*** Supplied text Section Begins ***
Elly: As we are celebrating the cover of your new series, The Gemini Mysteries, can you share your thoughts when you first saw your cover?
Kat: Before we even talked about cover design, they showed me work from the artist they had chosen, Kevin Hong, and I could not believe I had gotten so lucky. His work is beautiful and evocative, and having his art on my book felt like hitting the jackpot. When my editor sent me those initial drafts it was love at first sight, and it just got better from there. I love how moody it is; you can really feel the mystery, and then there’s that necklace. I’ve read this story at least a hundred times, and every time I see the cover I’m like, “Ooh, I really want to read that book!”
I remember that when you showed me the Smart Cookie cover, we were both thrilled with how it felt both perfectly Scholastic and perfectly Elly Swartz. It felt very distinct from Finding Perfect, which was published by FSG, but it also felt like it lived in the same world. When your readers talk to you about your books, do they talk about the covers?
Yes. Students are super curious and excited about both covers. With Smart Cookie, they love the cookies and the dog. And ask if it’s my beagle Lucy on the cover. (Spoiler alert – it’s not! But I love that they ask.) With Finding Perfect, they love how so many creative elements in the story found their way onto the cover. It’s like a story scavenger hunt. I am so grateful to the creative teams at Scholastic and FSG for creating such engaging covers that share the heart of the stories.
Have you always loved mysteries? If so, was that what prompted you to write in this genre?
When my editor, Sonali Fry, approached me about writing an interactive mystery series, I knew exactly what she wanted to do, because I had loved that type of book so much as a kid. I had always wanted to write a mystery, so this project was kind of a dream come true for me.
I have been a huge mystery fan for as long as I can remember; so much so, in fact, that I have a mystery-themed tattoo sleeve that continues to evolve as I add more favorites to it. One of the things I loved most about mysteries is the interactive experience of reading one. You’re constantly taking in information, evaluating, predicting, and then re-evaluating based on a changing landscape of clues. So much fun as a reader, and such a great tool as a teacher!
You know how thrilled I was when I read an early draft of Smart Cookie and discovered it was also a mystery! I love that you’ve woven a ghostly mystery in with Frankie’s hilarious and heartfelt search for the perfect family. Which came first, and how did you find those threads that tied the story together so perfectly?
For me, the character and the heart of the story always come first. But then this really interesting thing happened. Frankie’s search for her herd took me to a B&B in a small town in Vermont. And there the mystery came to life.
Do you have tips and strategies for writing a mystery?
Basically, I start by planning the crime first: the type of crime, the list of suspects, and the perpetrator. Then I begin to construct the rough plot structure. I like to break my books into three acts, and for mysteries I call it the Howdonit, the Whodonit, and the Whydonit. First the detectives have to figure out how the crime was committed, then they have to figure out who did it, and the last part is the denouement, where everything gets explained and revealed.
*** Supplied text Section Ends ***
▸ Assignment
Continue the author interview about book covers and mystery writing, picking up right after its last sentence.
*** Recorded information Section Begins ***
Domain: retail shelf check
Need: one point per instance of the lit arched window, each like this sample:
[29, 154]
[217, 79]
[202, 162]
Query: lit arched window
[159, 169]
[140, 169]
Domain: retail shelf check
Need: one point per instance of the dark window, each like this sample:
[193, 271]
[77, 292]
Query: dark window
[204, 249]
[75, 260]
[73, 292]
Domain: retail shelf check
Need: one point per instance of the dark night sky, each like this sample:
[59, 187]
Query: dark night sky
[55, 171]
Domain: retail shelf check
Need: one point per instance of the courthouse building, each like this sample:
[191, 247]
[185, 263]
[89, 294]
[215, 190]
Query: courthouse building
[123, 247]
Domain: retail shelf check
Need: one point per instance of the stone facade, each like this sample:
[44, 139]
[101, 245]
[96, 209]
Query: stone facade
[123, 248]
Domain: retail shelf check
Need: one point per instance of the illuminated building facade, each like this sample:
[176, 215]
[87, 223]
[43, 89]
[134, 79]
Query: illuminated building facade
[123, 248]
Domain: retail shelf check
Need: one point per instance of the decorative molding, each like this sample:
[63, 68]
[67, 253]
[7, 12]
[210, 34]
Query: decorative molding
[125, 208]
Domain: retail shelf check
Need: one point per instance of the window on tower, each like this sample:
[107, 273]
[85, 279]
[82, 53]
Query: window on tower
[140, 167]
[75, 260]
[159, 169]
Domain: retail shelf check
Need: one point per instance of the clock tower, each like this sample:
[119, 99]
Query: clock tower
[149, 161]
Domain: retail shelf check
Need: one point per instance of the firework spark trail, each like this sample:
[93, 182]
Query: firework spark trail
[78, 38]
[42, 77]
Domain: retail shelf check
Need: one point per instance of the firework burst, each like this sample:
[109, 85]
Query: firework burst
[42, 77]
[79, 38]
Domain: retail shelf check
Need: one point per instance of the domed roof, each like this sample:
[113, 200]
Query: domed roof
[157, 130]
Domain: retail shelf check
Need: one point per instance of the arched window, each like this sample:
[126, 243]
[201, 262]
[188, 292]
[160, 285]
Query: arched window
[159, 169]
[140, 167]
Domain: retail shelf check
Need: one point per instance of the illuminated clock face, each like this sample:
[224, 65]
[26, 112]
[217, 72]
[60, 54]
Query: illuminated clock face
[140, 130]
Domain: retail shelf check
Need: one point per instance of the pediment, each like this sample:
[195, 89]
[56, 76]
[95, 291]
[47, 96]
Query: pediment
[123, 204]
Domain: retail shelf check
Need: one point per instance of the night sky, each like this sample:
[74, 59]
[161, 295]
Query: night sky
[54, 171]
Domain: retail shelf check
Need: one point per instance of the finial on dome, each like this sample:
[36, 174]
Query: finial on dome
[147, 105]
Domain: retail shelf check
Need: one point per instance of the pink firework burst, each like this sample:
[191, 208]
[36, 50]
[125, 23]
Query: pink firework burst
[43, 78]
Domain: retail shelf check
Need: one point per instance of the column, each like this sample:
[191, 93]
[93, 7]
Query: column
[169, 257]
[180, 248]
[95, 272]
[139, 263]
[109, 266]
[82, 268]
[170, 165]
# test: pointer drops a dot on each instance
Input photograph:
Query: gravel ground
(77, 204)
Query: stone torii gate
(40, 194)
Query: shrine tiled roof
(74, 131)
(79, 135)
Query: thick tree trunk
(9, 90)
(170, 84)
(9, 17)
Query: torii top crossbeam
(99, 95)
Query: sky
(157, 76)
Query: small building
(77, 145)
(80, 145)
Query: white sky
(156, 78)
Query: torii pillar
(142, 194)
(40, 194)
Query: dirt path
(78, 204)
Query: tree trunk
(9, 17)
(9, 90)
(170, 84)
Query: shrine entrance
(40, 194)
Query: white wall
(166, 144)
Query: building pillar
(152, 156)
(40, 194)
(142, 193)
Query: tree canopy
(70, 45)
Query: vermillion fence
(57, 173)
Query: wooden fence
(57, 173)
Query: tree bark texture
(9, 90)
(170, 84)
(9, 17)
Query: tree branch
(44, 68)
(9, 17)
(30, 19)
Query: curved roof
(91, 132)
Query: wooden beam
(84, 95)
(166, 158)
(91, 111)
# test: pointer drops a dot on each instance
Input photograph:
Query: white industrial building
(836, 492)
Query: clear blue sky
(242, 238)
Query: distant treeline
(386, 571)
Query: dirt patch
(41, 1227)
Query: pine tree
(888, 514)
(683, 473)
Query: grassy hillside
*** Recorded information Section Ends ***
▸ Final answer
Writing the Babysitting Nightmares series got me into the habit of always outlining before I write. However, when I started working on Gemini, I quickly realized that I needed to approach plotting in a completely different way for this type of story, because there were things that I needed to know that I didn’t want my readers to know. So in addition to my usual outline I made a second, super-secret timeline just for me that was color-coded by suspect. It included what each suspect was doing several months before the crime, just before the crime, during the crime, and after the crime. This helped me make sure I didn’t accidentally provide any alibis, and it also gave me plenty of folks with means, motive, and opportunity. Because good criminals plan their crimes carefully, I had to do the same!
I know that your writing process often starts with voice and character. Was that the same for Smart Cookie, or did the mystery element change your process for this book?
My process remained the same for Smart Cookie. The story began with Frankie’s heart and spunk. Then slowly the mystery unravelled one crumb at a time. While this required a lot of revising and plotting as the story unfolded, it also allowed me, as the writer, to discover along with my reader. However, next time I decide to write a mystery, I’m going to try your Howdonit, Whodonit, Whydonit approach! I love that!
Gemini Mysteries has such a unique way of storytelling. I love how the reader can discover clues in the both the text and illustrations. It’s like you left a trail of breadcrumbs for the reader. Can you talk about this style of storytelling?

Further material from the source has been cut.